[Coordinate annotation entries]
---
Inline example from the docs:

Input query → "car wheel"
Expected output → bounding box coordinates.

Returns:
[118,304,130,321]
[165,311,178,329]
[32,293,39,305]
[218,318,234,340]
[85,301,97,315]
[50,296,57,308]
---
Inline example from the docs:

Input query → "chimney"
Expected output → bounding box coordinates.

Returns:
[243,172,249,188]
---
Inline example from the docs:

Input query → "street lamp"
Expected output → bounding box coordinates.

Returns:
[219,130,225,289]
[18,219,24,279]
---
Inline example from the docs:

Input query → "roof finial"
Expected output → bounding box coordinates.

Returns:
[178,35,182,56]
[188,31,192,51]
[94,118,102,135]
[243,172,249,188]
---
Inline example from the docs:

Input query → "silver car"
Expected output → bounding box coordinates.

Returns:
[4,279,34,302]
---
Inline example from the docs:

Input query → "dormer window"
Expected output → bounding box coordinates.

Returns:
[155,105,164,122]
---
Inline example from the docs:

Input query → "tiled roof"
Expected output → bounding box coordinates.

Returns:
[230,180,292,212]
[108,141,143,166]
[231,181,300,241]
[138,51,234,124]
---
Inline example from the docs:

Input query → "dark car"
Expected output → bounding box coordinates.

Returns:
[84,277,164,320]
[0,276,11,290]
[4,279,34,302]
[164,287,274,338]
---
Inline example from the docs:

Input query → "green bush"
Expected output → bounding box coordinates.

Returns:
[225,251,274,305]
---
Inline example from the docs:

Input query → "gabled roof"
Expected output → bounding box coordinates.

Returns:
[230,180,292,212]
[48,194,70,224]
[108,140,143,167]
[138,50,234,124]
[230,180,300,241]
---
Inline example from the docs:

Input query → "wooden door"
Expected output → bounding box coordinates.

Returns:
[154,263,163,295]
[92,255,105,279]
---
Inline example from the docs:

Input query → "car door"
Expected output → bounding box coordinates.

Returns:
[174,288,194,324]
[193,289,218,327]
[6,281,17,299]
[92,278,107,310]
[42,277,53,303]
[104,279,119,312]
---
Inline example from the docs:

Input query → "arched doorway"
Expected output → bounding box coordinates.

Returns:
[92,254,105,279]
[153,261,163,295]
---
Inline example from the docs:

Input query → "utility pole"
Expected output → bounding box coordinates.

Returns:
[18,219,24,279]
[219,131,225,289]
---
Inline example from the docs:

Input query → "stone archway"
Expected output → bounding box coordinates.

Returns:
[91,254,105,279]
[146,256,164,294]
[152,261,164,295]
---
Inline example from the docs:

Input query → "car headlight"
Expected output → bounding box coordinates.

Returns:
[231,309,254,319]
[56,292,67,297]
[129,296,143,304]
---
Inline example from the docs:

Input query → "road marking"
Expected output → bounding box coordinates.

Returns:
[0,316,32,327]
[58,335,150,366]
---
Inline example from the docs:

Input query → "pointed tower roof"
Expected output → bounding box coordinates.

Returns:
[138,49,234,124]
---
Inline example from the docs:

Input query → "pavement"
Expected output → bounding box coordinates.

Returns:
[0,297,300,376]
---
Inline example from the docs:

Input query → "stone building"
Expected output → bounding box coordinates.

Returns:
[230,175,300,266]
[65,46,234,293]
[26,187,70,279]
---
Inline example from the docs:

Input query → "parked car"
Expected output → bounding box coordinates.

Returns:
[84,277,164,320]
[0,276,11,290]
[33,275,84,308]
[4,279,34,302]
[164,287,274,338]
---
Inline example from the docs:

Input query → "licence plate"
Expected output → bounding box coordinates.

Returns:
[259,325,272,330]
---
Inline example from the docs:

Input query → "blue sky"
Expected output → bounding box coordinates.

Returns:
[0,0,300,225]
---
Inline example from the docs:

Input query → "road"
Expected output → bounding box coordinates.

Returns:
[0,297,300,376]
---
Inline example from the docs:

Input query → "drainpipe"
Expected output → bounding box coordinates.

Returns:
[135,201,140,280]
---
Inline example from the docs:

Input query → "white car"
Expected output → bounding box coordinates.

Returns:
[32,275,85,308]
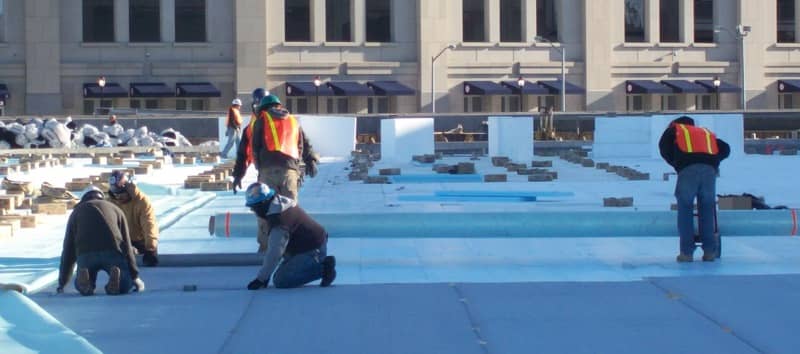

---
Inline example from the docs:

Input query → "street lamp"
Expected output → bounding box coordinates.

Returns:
[431,44,456,113]
[535,36,567,112]
[314,75,322,114]
[714,24,752,111]
[97,76,106,108]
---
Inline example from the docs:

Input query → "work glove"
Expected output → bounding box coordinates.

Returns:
[133,278,144,293]
[304,155,319,178]
[142,251,158,267]
[247,278,269,290]
[233,177,242,194]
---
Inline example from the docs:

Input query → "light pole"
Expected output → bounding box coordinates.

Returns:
[431,44,456,113]
[714,24,752,111]
[314,75,322,114]
[97,76,106,108]
[535,36,567,112]
[517,76,525,112]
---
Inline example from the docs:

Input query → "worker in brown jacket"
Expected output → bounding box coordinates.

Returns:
[108,170,158,267]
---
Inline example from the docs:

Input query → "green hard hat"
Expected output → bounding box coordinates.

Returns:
[259,95,281,109]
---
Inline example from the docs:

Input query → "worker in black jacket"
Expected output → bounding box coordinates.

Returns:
[56,188,144,296]
[658,116,731,262]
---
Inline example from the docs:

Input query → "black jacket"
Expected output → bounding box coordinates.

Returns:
[658,124,731,172]
[58,199,139,287]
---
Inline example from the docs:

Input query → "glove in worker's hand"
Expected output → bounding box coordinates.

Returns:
[247,278,269,290]
[233,177,242,194]
[303,155,319,178]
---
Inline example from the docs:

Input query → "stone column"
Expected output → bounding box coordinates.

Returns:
[20,0,63,114]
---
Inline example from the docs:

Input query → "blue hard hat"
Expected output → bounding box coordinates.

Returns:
[253,87,267,104]
[244,182,275,207]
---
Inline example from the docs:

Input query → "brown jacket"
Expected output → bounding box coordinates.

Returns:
[108,183,158,251]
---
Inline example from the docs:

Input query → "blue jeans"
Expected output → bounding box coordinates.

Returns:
[272,245,328,288]
[675,163,717,255]
[221,128,242,158]
[75,251,133,294]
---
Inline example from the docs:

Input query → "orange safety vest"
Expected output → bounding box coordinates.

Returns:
[246,111,300,162]
[228,106,242,128]
[675,124,719,155]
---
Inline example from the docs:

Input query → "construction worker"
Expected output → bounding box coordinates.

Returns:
[108,170,158,267]
[56,188,144,296]
[233,95,319,252]
[245,182,336,290]
[222,98,242,158]
[658,116,731,262]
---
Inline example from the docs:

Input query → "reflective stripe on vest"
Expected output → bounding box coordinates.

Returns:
[675,124,719,155]
[261,112,300,159]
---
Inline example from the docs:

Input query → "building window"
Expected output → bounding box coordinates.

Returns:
[175,0,206,42]
[500,95,520,112]
[536,0,558,42]
[464,96,483,113]
[461,0,486,42]
[83,0,114,42]
[367,97,389,114]
[500,0,523,42]
[625,0,647,43]
[695,95,714,111]
[325,0,353,42]
[325,97,350,113]
[658,0,681,43]
[694,0,714,43]
[778,0,795,43]
[366,0,392,42]
[128,0,161,42]
[625,95,644,112]
[284,0,311,42]
[778,93,794,109]
[661,95,678,111]
[286,97,311,114]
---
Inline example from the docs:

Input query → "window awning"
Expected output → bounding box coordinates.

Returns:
[694,80,741,93]
[367,81,414,96]
[286,81,333,96]
[780,80,800,92]
[625,80,672,94]
[537,80,584,95]
[500,81,550,95]
[175,82,222,97]
[464,81,513,95]
[328,81,375,96]
[83,82,128,98]
[130,82,175,97]
[661,80,708,93]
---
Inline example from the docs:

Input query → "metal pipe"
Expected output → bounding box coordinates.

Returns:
[209,209,797,238]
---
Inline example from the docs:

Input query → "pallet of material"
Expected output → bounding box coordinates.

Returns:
[200,181,231,192]
[0,214,36,229]
[31,202,67,215]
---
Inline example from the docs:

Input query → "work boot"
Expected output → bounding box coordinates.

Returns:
[703,252,717,262]
[106,266,122,295]
[319,256,336,287]
[75,268,94,296]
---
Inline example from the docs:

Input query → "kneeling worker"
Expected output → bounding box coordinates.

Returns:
[245,183,336,290]
[56,189,144,296]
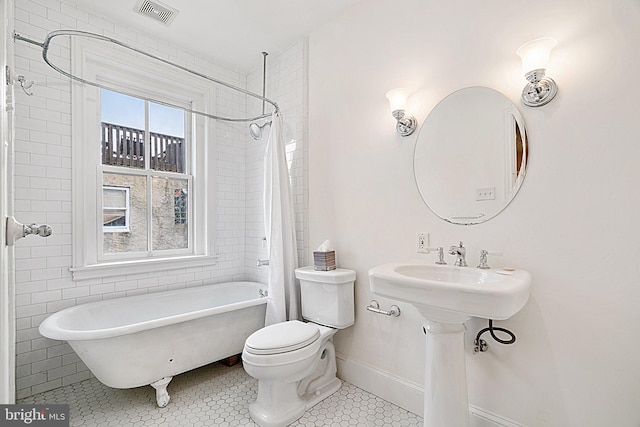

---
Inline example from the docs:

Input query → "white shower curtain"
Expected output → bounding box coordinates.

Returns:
[264,113,300,325]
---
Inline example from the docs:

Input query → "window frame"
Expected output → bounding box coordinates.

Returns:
[102,185,131,233]
[70,38,217,280]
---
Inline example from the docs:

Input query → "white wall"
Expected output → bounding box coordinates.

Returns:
[15,0,306,398]
[309,0,640,427]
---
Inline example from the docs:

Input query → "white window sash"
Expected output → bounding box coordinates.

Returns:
[70,38,217,280]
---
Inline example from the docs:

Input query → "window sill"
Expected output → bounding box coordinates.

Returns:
[69,255,218,281]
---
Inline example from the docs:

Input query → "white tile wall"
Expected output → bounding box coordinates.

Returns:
[15,0,308,398]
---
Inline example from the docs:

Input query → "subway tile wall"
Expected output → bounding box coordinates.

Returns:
[15,0,308,398]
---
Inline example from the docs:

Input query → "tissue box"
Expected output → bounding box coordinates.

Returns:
[313,251,336,271]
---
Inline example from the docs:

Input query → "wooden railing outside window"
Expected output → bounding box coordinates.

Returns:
[101,122,185,173]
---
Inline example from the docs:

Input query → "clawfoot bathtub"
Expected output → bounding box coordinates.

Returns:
[40,282,267,407]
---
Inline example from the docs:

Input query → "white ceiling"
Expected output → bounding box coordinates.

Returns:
[71,0,360,72]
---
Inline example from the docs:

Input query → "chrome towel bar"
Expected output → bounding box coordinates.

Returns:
[367,300,400,317]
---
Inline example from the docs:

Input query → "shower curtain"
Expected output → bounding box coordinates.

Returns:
[264,113,300,325]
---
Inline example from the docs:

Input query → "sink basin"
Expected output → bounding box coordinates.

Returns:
[369,262,531,427]
[369,262,531,321]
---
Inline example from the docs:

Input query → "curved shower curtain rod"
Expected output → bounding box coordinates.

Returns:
[13,30,280,122]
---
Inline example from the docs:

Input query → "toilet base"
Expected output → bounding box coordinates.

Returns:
[249,377,342,427]
[249,337,342,427]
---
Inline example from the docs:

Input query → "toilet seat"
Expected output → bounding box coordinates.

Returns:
[244,320,320,355]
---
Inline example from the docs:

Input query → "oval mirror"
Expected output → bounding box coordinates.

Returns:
[413,87,528,225]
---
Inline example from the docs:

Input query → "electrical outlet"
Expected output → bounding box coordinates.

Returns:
[418,233,429,254]
[476,187,496,200]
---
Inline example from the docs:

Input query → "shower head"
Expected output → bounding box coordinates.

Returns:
[249,122,271,141]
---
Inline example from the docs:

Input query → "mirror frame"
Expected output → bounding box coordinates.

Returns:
[413,86,530,225]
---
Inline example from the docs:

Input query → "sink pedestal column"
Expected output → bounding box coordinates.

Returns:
[424,320,469,427]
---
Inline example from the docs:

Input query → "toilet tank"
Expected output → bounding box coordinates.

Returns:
[296,267,356,329]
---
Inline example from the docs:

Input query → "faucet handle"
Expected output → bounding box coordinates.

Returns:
[425,246,447,265]
[478,249,502,270]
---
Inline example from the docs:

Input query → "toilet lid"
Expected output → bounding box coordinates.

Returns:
[244,320,320,354]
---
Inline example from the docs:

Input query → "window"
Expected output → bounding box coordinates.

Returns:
[102,186,130,233]
[96,89,192,259]
[71,38,217,280]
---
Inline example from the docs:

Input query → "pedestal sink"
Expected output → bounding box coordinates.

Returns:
[369,263,531,427]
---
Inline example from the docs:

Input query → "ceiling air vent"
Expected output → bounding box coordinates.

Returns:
[133,0,178,25]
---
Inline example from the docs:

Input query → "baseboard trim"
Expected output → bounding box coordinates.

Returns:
[336,353,525,427]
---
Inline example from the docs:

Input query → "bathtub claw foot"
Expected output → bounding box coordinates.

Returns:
[151,377,173,408]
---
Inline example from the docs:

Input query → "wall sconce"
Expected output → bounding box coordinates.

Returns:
[516,37,558,107]
[386,88,418,136]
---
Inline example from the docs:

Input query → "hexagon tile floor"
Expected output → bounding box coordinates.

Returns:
[19,363,422,427]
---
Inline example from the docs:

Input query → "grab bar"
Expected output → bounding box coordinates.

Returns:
[367,300,400,317]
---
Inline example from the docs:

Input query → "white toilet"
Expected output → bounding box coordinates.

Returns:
[242,267,356,427]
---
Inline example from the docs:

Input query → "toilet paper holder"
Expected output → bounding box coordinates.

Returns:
[367,300,400,317]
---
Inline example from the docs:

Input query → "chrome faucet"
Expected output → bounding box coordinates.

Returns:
[449,242,467,267]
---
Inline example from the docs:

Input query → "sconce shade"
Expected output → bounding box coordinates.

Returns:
[386,88,418,136]
[386,87,409,113]
[516,37,558,107]
[516,37,557,75]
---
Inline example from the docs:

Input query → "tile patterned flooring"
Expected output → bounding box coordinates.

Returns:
[19,363,422,427]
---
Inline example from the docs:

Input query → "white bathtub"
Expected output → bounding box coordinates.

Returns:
[40,282,267,406]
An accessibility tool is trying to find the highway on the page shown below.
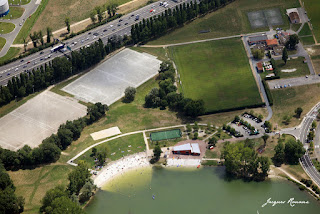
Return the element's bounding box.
[0,0,191,85]
[300,103,320,187]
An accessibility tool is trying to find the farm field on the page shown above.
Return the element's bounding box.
[270,84,320,129]
[31,0,130,32]
[3,7,24,19]
[303,0,320,42]
[148,0,300,45]
[169,39,261,112]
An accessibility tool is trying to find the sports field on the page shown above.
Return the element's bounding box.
[150,129,182,141]
[303,0,320,42]
[169,39,261,112]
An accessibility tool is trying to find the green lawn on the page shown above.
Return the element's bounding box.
[9,0,31,5]
[0,47,20,63]
[300,36,314,45]
[13,0,49,44]
[148,0,300,45]
[3,7,24,19]
[75,133,146,168]
[130,47,168,61]
[0,37,6,51]
[298,23,312,36]
[303,0,320,42]
[260,57,310,78]
[0,22,15,34]
[169,39,261,112]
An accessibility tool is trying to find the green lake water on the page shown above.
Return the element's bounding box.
[86,167,320,214]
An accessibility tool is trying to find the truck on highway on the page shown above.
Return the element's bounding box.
[51,44,64,53]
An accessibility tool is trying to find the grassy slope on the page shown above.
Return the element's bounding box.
[271,84,320,129]
[303,0,320,42]
[0,37,6,50]
[13,0,49,44]
[0,47,20,63]
[169,39,261,112]
[148,0,300,44]
[75,133,146,169]
[31,0,129,32]
[0,22,15,34]
[3,7,24,19]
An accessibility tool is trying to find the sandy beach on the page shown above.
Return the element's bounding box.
[93,152,151,188]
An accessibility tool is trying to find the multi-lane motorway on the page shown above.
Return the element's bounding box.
[300,103,320,186]
[0,0,191,85]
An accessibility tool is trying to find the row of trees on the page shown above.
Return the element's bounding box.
[0,162,24,214]
[0,40,106,106]
[272,138,305,166]
[131,0,234,43]
[221,142,270,181]
[0,103,108,170]
[40,161,96,214]
[145,62,205,117]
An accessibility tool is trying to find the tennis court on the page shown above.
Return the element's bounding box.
[150,129,182,141]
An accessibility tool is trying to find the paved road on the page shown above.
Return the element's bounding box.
[0,0,191,85]
[267,75,320,90]
[0,0,39,56]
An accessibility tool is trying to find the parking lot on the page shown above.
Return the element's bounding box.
[62,49,161,105]
[0,91,87,150]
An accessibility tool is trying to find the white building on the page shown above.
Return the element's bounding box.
[0,0,9,17]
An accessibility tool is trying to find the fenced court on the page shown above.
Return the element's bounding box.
[248,8,284,29]
[150,129,182,141]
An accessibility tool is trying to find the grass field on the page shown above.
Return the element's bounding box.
[3,7,24,19]
[300,36,314,45]
[13,0,52,44]
[75,133,146,169]
[0,22,15,34]
[169,39,261,112]
[303,0,320,42]
[270,84,320,129]
[8,164,74,214]
[31,0,129,32]
[260,57,310,78]
[0,47,20,63]
[0,37,6,51]
[148,0,300,45]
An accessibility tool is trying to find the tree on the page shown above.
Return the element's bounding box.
[252,49,264,59]
[282,48,288,64]
[284,139,305,165]
[68,161,90,195]
[47,27,52,43]
[64,17,70,33]
[286,34,300,50]
[262,134,269,147]
[123,86,137,103]
[90,11,97,23]
[294,107,303,118]
[272,140,285,166]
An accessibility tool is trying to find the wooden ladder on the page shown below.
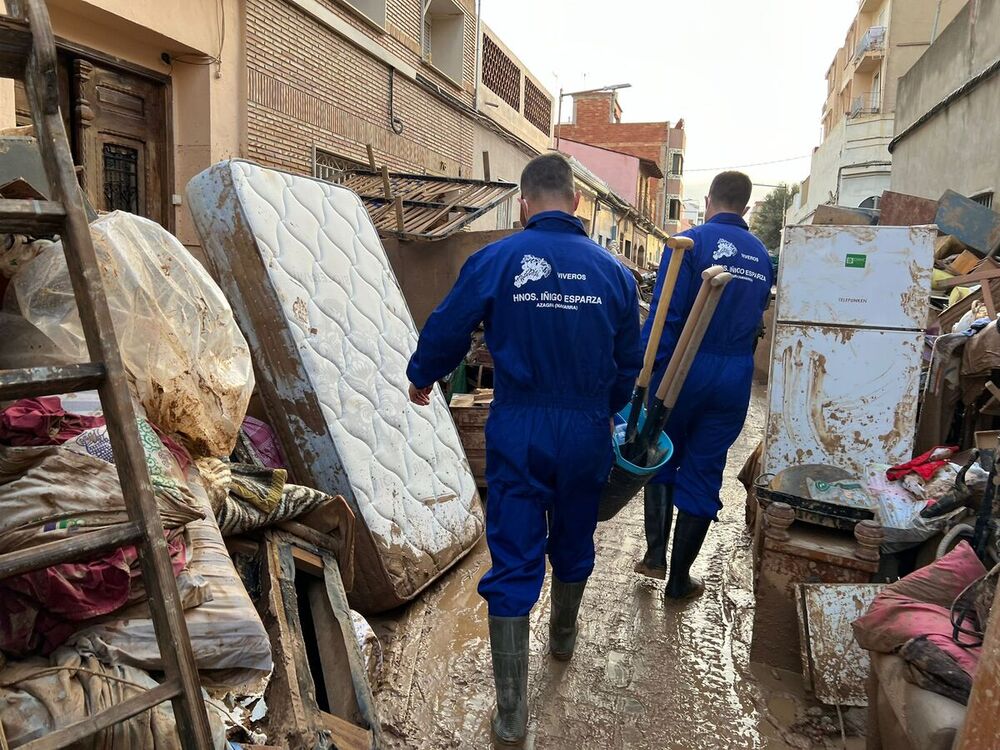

> **Work required**
How many lines in the data contain the string "jacket"? Case matters, so count only exact matches and reply with the number alone.

> **Right answer**
4